----- RECORDS SHOWN -----

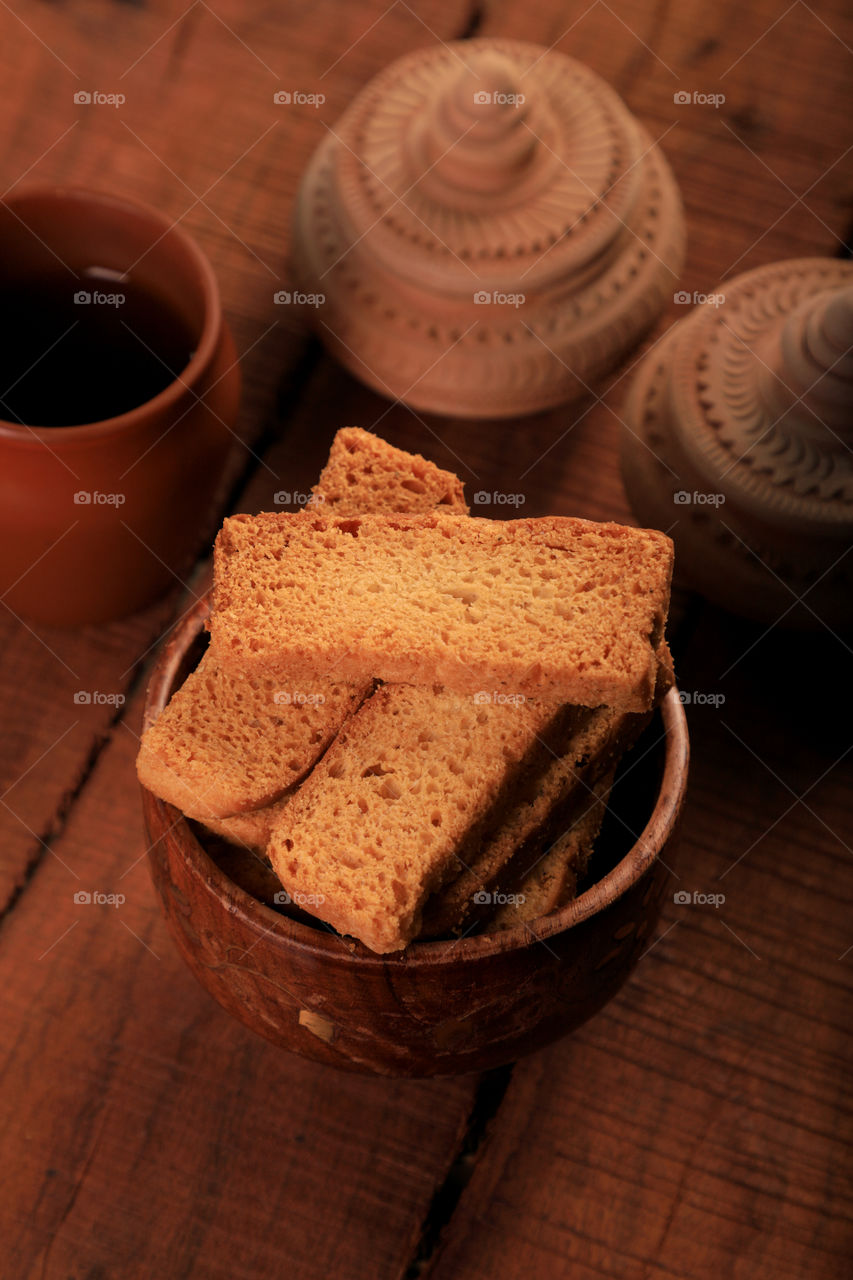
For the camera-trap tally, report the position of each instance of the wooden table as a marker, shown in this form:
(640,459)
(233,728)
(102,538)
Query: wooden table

-----

--- BRIEF ---
For the records above, give every line again exactly and skip the pictures.

--- ANSWER TO THIS EXERCISE ---
For the camera-trap tally, report the position of each instance of the wooden table as a marker, shown in this form:
(640,459)
(233,728)
(102,538)
Query: wooden table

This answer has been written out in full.